**SELECTED TEXT**
┄┄┄┄┄┄

Craig Whittaker founded Environmental Solutions Group in 2002 to provide impartial evaluation of properties relative to environmental health. He has assessed more than 1500 properties, has written thousands of environmental reports and is frequently asked to speak about building science issues.
As the housing recovery continues to deplete the existing housing stock, the number of residential foreclosures for sale continues to drop steadily. This is indeed good news for realtors and homebuilders alike, however, there still remains a dark cloud over commercial properties foreclosed upon by the bank. Many of these bank-owned properties reportedly come with an environmental liability, namely mold.
As it’s been nearly three years since I have blogged about the challenge of buying a foreclosed property (see ‘Buyer Beware of Foreclosures’ posted in July 2010), I have some new thoughts that focus on commercial properties. I must first give credit to Russ Banham for his recent article in Business Insurance titled “Foreclosed properties may come with environmental liabilities”. Anyone looking at buying foreclosed commercial property should read Mr. Banham’s article as it delves into the many liabilities faced by banks and buyers – especially mid-market firms without the resources of the big banks to overcome a serious issue.
One of the main concerns with bank-owned properties is the bank having some level of control of the use or operation of the property. This creates bank liability not only for that property, but also for third-party liabilities associated with damage or injury to tenants or an adjacent property owner for contamination that may have migrated to their property. As Mr. Banham states, the issue requires superior due diligence.
Neil Glazer, an attorney and toxic torts expert in New York, has seen the ugly side of commercial foreclosures. Mr. Glazer speaks of banks purchasing commercial properties in bulk with plans to renovate and resell them. The problem is that the properties are often contaminated by mold, which means the bank is going to be paying for what can be a costly cleanup prior to sale.
There are a number of risk management maneuvers the bank can try, such as purchasing environmental impairment liability, pollution liability, secured impaired property insurance and lender’s collateral environmental insurance. Insurance can help create some comfort over taking title to a foreclosed commercial property, but it can be expensive and therefore prohibitive to mid-market institutions. The bank can also attempt to protect itself from liability by asking the borrower to name it as an insured on the borrower’s policy, assuming the borrower carries an environmental insurance and is willing to name the bank on the policy.
According to Debra Hausser, who markets environmental site and specialties products at Zurich North America, there may be times when a bank wants to assume the environmental liabilities of a foreclosed property. It is often in the best interest of the bank to clean up the property to avoid having to sell it at a discount due to environmental contamination.
Perhaps the most affordable means for a bank to protect itself is to have an environmental assessment of a property prior to listing it for sale. A good report could be shared with prospective buyers, and the bank would also have an opportunity to correct any glaring issues before a buyer discovers them.

┄┄┄┄┄┄

**RECORD EXCERPTS**

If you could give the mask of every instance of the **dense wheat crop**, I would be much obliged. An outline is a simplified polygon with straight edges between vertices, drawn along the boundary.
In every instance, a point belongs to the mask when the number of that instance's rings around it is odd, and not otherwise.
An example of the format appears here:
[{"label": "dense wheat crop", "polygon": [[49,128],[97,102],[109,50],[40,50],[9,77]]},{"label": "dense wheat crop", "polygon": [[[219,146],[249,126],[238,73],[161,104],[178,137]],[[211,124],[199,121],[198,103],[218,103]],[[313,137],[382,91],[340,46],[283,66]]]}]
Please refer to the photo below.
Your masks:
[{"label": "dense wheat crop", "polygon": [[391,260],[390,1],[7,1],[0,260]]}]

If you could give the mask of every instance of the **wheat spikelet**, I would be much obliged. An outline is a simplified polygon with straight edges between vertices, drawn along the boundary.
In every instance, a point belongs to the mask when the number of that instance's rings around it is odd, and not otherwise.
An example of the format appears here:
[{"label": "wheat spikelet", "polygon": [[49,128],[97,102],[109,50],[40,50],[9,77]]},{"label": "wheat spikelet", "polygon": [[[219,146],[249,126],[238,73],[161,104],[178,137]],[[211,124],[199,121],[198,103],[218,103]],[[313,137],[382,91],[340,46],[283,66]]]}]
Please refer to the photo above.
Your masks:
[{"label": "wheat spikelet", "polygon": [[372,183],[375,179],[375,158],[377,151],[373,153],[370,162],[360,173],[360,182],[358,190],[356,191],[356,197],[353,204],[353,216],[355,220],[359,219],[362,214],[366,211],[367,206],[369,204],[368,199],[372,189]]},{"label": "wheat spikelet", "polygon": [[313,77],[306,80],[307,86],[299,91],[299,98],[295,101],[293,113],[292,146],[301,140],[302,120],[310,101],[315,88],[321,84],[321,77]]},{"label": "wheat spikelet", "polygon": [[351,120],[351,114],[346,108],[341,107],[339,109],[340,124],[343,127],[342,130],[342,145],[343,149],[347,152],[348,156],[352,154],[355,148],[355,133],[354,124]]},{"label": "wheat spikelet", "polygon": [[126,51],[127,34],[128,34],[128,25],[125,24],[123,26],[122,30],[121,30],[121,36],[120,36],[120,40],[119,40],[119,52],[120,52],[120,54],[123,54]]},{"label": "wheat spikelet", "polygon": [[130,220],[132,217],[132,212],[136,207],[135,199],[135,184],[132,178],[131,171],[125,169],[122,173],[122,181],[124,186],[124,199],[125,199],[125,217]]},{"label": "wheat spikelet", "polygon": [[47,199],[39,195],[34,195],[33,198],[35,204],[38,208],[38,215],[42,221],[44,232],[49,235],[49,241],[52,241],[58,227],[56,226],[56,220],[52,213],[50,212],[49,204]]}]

┄┄┄┄┄┄

**YOUR TASKS**
**a)** According to the article on foreclosed commercial properties, in what year did Craig Whittaker found Environmental Solutions Group?
**b)** Return the passage of the article on foreclosed commercial properties from "One of the main" to "superior due diligence.", copied word for word.

**SOLUTIONS TO THE TASKS**
**a)** 2002

**b)**
One of the main concerns with bank-owned properties is the bank having some level of control of the use or operation of the property. This creates bank liability not only for that property, but also for third-party liabilities associated with damage or injury to tenants or an adjacent property owner for contamination that may have migrated to their property. As Mr. Banham states, the issue requires superior due diligence.